------ Data provided ------
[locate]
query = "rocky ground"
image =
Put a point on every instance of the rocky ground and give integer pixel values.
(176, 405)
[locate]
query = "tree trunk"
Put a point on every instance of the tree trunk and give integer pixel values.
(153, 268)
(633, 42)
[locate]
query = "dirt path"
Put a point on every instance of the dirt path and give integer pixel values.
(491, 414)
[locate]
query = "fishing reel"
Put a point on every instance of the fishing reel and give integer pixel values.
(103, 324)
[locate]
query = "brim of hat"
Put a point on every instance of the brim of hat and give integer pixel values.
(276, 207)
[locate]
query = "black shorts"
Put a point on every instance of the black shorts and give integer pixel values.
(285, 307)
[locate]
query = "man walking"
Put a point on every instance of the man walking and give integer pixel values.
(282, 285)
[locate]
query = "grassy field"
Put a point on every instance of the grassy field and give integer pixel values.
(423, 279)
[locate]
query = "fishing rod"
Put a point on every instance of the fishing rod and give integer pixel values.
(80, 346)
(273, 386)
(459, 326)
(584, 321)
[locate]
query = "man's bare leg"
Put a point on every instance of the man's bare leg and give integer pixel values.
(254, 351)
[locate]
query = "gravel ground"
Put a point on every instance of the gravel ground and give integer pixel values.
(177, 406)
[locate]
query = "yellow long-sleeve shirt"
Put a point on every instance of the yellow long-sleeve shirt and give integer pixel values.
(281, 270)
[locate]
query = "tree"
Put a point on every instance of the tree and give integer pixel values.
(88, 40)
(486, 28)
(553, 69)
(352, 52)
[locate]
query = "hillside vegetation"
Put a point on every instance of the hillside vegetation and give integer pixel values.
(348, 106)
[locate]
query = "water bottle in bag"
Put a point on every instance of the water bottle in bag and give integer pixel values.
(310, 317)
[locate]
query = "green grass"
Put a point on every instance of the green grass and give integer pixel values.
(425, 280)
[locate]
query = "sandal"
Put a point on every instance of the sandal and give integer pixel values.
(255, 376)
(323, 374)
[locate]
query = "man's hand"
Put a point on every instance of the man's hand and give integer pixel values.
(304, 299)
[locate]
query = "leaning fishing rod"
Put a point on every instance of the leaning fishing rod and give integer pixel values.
------
Write the whole listing out again. Keep every line exactly as it is.

[locate]
query = "rocky ground"
image =
Put a point on every instance of the rocky ground and give integer pixel values.
(176, 405)
[locate]
query = "tree trunk"
Put a point on every instance of the tree trunk and give integer pixel values.
(153, 268)
(633, 42)
[locate]
query = "dirt path"
Put a point on every instance of the dirt path and give integer pixel values.
(491, 414)
[locate]
query = "fishing reel"
Put a point on every instance of the fishing reel and give integer pixel values.
(103, 324)
[locate]
query = "brim of hat"
Put a point on every instance of the brim of hat and give integer pixel values.
(276, 207)
[locate]
query = "black shorts"
Put a point on every instance of the black shorts and give integer pixel values.
(285, 307)
[locate]
query = "man walking"
Put a point on every instance of the man walking and give integer pixel values.
(282, 285)
[locate]
query = "grassy field"
Put a point on every instance of the grassy field and give integer pixel values.
(423, 279)
[locate]
query = "fishing rod"
Put a point on every instance of the fishing rod and give integer pixel values.
(80, 346)
(273, 386)
(459, 326)
(584, 321)
[locate]
query = "man's bare leg"
Put a point on every instance of the man's bare leg and give integer pixel values.
(254, 351)
[locate]
query = "gravel ground"
Put a point on every instance of the gravel ground and give integer pixel values.
(177, 406)
[locate]
query = "yellow long-sleeve shirt"
Put a point on every instance of the yellow long-sleeve shirt and give integer pixel values.
(281, 270)
[locate]
query = "tree"
Put a point on every instance of the tree and give integer pixel values.
(88, 40)
(486, 28)
(553, 69)
(352, 52)
[locate]
query = "hillside vegetation"
Put a point on every instance of the hillside vegetation and give integer pixel values.
(348, 106)
[locate]
query = "water bottle in bag"
Put a point on every instance of the water bottle in bag and give integer pixel values.
(310, 317)
[locate]
query = "green grass"
Put a point on every instance of the green grass and give integer pixel values.
(425, 280)
[locate]
query = "sandal"
Put a point on every instance of the sandal and give integer pixel values.
(255, 376)
(323, 374)
[locate]
query = "man's hand"
Put a point on every instance of the man's hand and give integer pixel values.
(304, 299)
[locate]
query = "leaning fishing rod"
Put a point on every instance of the leaning fishing rod and give integer pixel values.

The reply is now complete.